━━━━━ DATA SHOWN ━━━━━

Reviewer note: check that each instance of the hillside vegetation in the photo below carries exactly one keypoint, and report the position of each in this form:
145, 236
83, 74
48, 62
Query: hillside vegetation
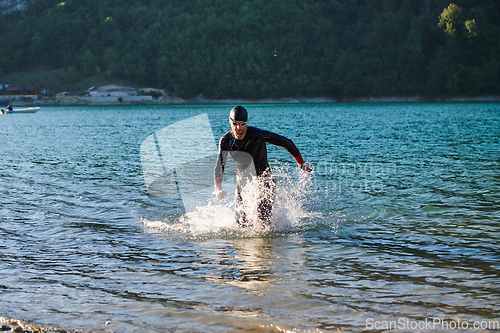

━━━━━

» WHAT IS NEEDED: Reproduce the data above line for line, without changing any wording, and leave out the picture.

» TASK OUTPUT:
Reviewer note: check that each instance of the hillside vegetation in the photo below carries exactly one keypoint, and report the position of each in this form:
145, 236
83, 74
48, 62
Query: hillside vegetation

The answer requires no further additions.